DIRECTIONS – Output, exactly as written, the lines below starting at the line containing "Indicate the rock outcrop" and ending at the line containing "Indicate the bald". Drop the pictures and keep both end lines.
** DATA FOR PROCESSING follows **
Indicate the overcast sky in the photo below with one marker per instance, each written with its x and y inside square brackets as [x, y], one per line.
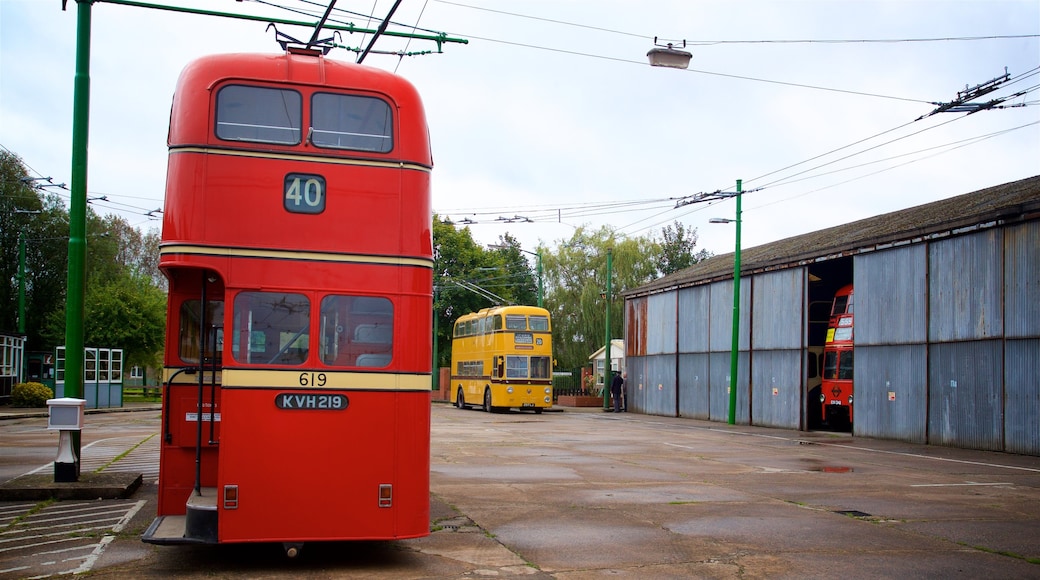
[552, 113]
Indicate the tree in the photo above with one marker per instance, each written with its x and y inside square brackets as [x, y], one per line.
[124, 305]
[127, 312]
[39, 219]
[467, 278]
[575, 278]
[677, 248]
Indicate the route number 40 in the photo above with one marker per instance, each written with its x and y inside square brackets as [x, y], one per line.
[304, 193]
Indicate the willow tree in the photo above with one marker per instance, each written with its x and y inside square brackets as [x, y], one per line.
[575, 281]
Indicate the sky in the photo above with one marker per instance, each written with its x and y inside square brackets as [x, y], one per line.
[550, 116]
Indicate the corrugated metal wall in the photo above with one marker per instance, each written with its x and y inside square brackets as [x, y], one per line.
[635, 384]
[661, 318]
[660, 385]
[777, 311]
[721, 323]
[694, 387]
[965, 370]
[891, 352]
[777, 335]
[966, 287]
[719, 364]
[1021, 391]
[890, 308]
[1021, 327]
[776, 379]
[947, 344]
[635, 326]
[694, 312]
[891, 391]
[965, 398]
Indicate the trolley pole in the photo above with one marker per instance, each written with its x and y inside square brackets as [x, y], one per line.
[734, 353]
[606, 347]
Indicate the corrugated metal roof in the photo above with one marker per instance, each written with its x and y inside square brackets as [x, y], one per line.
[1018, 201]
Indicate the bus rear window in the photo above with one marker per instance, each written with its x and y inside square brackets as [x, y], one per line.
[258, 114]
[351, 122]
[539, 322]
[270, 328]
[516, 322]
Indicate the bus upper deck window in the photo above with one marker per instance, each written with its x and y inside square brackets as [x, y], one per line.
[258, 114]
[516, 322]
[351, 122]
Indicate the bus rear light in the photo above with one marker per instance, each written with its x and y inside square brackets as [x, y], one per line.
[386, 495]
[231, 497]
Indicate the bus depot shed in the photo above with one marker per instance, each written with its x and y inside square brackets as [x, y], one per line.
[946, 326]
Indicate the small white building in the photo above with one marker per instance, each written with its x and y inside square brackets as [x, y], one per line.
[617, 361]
** End of DATA FOR PROCESSING **
** DATA FOR PROCESSING follows **
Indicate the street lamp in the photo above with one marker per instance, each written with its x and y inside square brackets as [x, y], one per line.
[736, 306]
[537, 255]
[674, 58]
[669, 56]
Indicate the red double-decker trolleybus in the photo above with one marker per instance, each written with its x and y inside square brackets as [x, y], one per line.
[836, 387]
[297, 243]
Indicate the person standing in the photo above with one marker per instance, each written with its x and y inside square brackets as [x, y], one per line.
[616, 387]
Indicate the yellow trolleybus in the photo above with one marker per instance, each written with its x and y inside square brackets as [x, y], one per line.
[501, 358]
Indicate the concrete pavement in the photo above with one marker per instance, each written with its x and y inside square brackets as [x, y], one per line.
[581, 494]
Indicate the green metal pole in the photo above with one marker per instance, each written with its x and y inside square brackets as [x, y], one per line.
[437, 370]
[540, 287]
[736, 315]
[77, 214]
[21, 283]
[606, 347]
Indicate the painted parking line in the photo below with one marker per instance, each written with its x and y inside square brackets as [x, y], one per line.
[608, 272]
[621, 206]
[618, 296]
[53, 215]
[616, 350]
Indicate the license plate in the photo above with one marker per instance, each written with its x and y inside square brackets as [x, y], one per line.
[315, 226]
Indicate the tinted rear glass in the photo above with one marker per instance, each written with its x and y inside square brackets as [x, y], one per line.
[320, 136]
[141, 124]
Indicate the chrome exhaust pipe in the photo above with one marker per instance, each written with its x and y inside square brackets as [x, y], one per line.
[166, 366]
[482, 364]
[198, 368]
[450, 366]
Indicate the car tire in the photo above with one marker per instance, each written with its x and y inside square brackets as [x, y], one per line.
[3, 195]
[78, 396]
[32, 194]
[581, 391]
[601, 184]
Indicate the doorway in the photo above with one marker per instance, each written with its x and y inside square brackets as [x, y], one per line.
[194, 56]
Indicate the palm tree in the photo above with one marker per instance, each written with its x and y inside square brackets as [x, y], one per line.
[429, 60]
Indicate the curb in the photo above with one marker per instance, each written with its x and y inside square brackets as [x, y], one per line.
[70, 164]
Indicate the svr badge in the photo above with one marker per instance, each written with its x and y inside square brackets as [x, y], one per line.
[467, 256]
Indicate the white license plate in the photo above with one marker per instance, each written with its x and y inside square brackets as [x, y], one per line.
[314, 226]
** End of DATA FOR PROCESSING **
** DATA FOR PROCESSING follows **
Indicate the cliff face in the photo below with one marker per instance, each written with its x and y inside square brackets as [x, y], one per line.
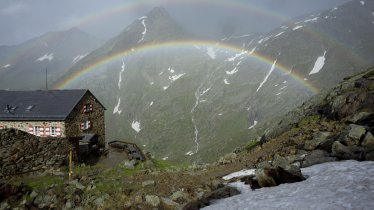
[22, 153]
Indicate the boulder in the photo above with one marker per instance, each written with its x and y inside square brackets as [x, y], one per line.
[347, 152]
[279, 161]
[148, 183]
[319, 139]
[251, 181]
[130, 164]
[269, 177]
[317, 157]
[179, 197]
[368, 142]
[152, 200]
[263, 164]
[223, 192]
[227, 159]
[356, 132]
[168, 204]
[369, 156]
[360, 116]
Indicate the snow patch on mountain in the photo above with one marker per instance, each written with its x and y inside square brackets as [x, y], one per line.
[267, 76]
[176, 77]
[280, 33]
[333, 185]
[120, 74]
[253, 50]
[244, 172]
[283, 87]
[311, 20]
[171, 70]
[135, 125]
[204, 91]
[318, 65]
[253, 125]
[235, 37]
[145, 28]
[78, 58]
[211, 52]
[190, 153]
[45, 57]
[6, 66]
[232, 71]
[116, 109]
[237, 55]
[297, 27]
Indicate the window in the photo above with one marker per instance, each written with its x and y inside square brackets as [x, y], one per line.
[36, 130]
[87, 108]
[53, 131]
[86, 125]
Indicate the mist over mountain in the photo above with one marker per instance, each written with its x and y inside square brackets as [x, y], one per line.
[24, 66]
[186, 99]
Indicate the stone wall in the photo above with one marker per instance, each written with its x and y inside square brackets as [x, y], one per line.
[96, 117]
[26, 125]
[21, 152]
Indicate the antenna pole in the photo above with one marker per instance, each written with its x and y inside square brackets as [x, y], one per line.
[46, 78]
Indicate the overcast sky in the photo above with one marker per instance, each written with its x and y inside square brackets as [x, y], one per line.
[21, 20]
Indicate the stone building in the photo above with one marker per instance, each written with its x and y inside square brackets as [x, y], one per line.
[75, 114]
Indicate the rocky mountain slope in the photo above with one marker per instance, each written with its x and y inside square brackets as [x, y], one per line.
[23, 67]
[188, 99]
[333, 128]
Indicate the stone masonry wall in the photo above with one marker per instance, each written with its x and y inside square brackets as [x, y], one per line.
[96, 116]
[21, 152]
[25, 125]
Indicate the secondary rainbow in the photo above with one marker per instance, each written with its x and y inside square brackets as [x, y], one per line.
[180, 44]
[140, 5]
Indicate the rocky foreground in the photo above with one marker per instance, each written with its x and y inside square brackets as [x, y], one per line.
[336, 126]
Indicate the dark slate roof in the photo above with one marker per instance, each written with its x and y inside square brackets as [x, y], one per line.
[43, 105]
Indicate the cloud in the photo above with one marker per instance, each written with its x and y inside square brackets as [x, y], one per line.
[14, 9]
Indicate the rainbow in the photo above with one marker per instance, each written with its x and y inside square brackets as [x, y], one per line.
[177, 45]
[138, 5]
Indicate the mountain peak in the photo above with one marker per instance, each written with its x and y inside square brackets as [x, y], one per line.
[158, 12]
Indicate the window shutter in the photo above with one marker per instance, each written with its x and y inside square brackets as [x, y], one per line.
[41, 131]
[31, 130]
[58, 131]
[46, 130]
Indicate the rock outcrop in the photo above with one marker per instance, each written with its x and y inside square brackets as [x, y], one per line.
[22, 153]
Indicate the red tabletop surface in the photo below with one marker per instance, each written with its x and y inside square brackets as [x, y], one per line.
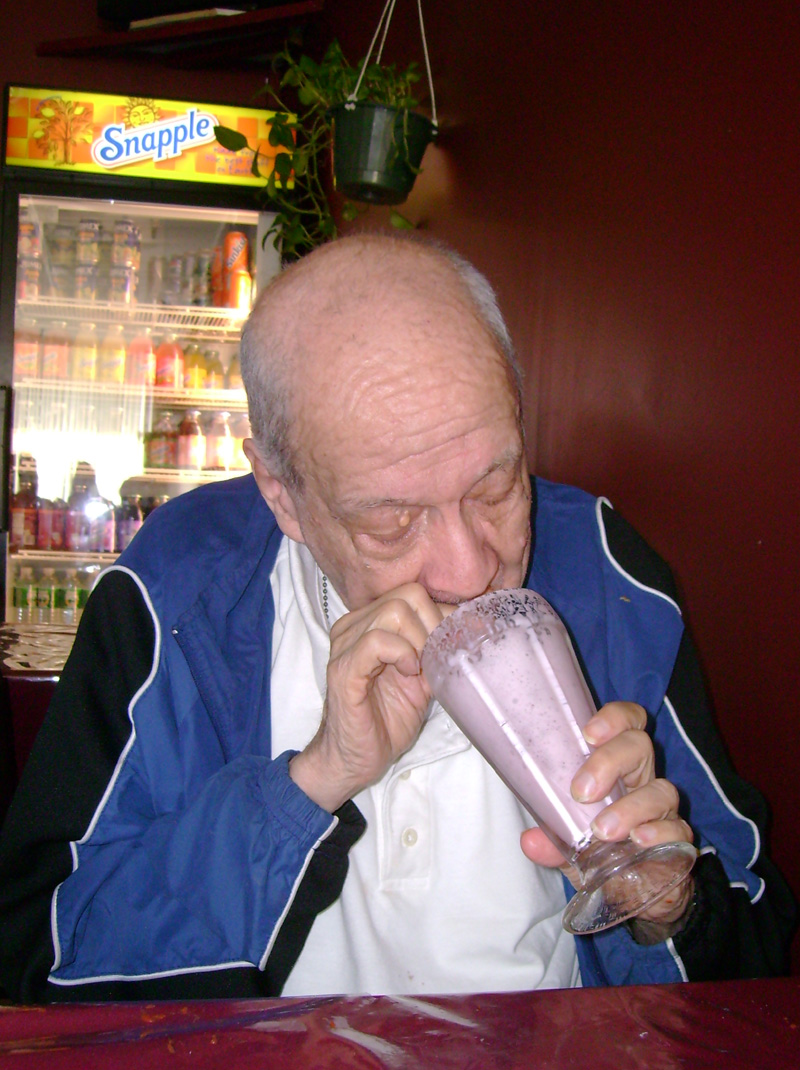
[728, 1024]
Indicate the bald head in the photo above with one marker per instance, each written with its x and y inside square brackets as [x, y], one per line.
** End of DATA FOR PROCESSING **
SOLUTION TO THIS EXERCISE –
Indicate the rock outcrop in the photo above with one marker per instance, each written with its x and y inside square brackets as [x, y], one per line.
[22, 153]
Indicate the red tabletop surface in the photo below with one marker per instance, each written with its x and y inside square brackets as [x, y], one per line.
[728, 1024]
Indicate the bald head in the photo above with one marker per instance, each written with its x and y inside square brackets as [x, y], one per line.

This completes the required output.